What you need to do – Repeat every entry below exactly.

___ Data shown

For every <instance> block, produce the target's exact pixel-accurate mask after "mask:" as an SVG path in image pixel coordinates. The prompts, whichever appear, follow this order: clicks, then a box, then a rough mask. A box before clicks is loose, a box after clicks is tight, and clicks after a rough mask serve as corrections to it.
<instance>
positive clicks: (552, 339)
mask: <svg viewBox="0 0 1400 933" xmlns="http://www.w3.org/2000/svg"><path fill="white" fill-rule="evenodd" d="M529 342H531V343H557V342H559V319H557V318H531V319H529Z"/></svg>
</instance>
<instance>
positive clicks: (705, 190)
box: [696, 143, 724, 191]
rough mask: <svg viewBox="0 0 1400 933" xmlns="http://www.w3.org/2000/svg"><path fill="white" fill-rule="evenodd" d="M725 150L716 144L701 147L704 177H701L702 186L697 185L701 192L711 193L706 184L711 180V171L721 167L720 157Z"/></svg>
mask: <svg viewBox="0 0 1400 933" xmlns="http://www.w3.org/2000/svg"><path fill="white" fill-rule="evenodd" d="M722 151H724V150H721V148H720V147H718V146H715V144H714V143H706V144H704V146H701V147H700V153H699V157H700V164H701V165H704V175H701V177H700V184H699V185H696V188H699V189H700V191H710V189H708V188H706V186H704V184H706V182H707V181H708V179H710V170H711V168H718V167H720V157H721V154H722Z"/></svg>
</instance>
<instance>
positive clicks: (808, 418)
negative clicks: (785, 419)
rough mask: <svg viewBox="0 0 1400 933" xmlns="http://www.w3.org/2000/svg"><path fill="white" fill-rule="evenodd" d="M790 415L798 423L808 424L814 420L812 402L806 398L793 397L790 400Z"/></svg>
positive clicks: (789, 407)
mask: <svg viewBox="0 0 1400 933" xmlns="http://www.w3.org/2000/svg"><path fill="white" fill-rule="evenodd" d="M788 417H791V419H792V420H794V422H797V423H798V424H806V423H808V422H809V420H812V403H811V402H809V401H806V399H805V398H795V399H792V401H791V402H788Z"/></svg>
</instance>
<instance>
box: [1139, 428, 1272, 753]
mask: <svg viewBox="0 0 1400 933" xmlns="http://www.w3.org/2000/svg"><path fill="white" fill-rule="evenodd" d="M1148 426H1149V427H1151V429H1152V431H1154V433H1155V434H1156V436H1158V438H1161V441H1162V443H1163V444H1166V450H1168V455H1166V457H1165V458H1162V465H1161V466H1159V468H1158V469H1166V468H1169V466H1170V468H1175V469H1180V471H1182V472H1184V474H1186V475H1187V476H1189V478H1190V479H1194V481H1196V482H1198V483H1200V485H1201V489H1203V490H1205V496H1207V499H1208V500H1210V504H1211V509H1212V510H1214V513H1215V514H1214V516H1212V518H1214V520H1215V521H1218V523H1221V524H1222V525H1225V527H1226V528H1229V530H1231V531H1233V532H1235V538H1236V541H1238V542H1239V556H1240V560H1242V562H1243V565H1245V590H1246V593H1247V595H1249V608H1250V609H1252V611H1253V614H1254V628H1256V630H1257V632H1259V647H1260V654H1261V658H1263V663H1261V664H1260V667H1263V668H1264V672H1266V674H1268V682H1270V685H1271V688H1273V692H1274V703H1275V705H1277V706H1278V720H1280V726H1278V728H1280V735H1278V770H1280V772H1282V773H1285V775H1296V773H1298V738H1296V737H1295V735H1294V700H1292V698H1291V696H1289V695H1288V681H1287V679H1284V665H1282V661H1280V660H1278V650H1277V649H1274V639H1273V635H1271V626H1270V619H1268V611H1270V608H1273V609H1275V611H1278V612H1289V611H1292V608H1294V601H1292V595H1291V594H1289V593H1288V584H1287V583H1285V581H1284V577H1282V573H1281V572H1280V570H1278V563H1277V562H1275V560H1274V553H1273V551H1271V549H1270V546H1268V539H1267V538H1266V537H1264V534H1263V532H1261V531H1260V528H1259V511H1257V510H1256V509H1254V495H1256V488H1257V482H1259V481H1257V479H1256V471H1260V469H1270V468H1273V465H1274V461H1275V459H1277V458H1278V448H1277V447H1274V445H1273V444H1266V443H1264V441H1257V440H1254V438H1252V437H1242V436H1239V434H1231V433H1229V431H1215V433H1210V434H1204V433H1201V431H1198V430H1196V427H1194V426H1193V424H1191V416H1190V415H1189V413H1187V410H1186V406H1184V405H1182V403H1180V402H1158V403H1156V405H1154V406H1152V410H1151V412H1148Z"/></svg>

______

Answer –
For every <instance> block, produce the target's exact pixel-accurate mask after "mask:" as an SVG path in image pixel coordinates. The prompts, whichever appear, follow this order: clicks, then a box, then a rough mask. A box before clicks is loose, a box after clicks is tight, and clicks after a rough mask serve as corrections to it.
<instance>
positive clicks: (552, 339)
mask: <svg viewBox="0 0 1400 933" xmlns="http://www.w3.org/2000/svg"><path fill="white" fill-rule="evenodd" d="M529 342H531V343H557V342H559V319H557V318H531V319H529Z"/></svg>
</instance>
<instance>
positive clicks: (705, 190)
box: [696, 143, 724, 191]
rough mask: <svg viewBox="0 0 1400 933" xmlns="http://www.w3.org/2000/svg"><path fill="white" fill-rule="evenodd" d="M725 150L716 144L701 147L704 177H701L702 186L697 185L701 192L711 193L706 184L711 180V171L721 167L720 157Z"/></svg>
mask: <svg viewBox="0 0 1400 933" xmlns="http://www.w3.org/2000/svg"><path fill="white" fill-rule="evenodd" d="M722 151H724V150H721V148H720V147H718V146H715V144H714V143H706V144H704V146H701V147H700V153H699V157H700V164H701V165H704V175H701V177H700V184H699V185H696V188H699V189H700V191H710V189H708V188H706V186H704V184H706V182H707V181H708V179H710V170H711V168H718V167H720V157H721V154H722Z"/></svg>
</instance>
<instance>
positive clicks: (808, 418)
negative clicks: (785, 419)
rough mask: <svg viewBox="0 0 1400 933" xmlns="http://www.w3.org/2000/svg"><path fill="white" fill-rule="evenodd" d="M790 415L798 423L808 424L814 420L812 402L806 398L793 397L790 400Z"/></svg>
positive clicks: (789, 407)
mask: <svg viewBox="0 0 1400 933" xmlns="http://www.w3.org/2000/svg"><path fill="white" fill-rule="evenodd" d="M788 417H791V419H792V420H794V422H797V423H798V424H806V423H808V422H809V420H812V403H811V402H809V401H806V399H805V398H795V399H792V401H791V402H788Z"/></svg>
</instance>
<instance>
box: [1139, 428, 1272, 753]
mask: <svg viewBox="0 0 1400 933" xmlns="http://www.w3.org/2000/svg"><path fill="white" fill-rule="evenodd" d="M1148 426H1149V427H1151V429H1152V431H1154V433H1155V434H1156V436H1158V438H1161V441H1162V443H1163V444H1166V450H1168V455H1166V457H1165V458H1162V465H1161V466H1159V468H1158V469H1166V468H1169V466H1170V468H1175V469H1180V471H1182V472H1184V474H1186V475H1187V476H1189V478H1190V479H1194V481H1196V482H1198V483H1200V485H1201V489H1203V490H1205V496H1207V499H1208V500H1210V504H1211V509H1212V510H1214V513H1215V514H1214V516H1212V518H1214V520H1215V521H1218V523H1221V524H1222V525H1225V527H1226V528H1229V530H1231V531H1233V532H1235V538H1236V541H1238V542H1239V556H1240V560H1242V562H1243V565H1245V590H1246V593H1247V595H1249V608H1250V609H1252V611H1253V614H1254V628H1256V630H1257V632H1259V647H1260V654H1261V658H1263V663H1261V664H1260V667H1263V668H1264V672H1266V674H1268V682H1270V685H1271V688H1273V692H1274V703H1275V705H1277V706H1278V720H1280V726H1278V728H1280V735H1278V770H1280V772H1282V773H1285V775H1296V773H1298V738H1296V737H1295V735H1294V700H1292V698H1291V696H1289V695H1288V681H1287V679H1284V665H1282V661H1280V660H1278V650H1277V649H1274V639H1273V635H1271V626H1270V619H1268V611H1270V608H1273V609H1275V611H1278V612H1289V611H1292V608H1294V601H1292V595H1291V594H1289V593H1288V584H1287V583H1285V581H1284V577H1282V573H1281V572H1280V570H1278V563H1277V562H1275V560H1274V553H1273V551H1271V549H1270V546H1268V539H1267V538H1266V537H1264V534H1263V532H1261V531H1260V528H1259V511H1257V510H1256V509H1254V495H1256V488H1257V482H1259V481H1257V479H1256V471H1260V469H1270V468H1273V465H1274V461H1275V459H1277V458H1278V448H1277V447H1274V445H1273V444H1266V443H1264V441H1257V440H1254V438H1252V437H1242V436H1239V434H1231V433H1229V431H1215V433H1210V434H1204V433H1201V431H1198V430H1196V427H1194V426H1193V424H1191V416H1190V415H1189V413H1187V410H1186V406H1184V405H1182V403H1180V402H1158V403H1156V405H1154V406H1152V410H1151V412H1148Z"/></svg>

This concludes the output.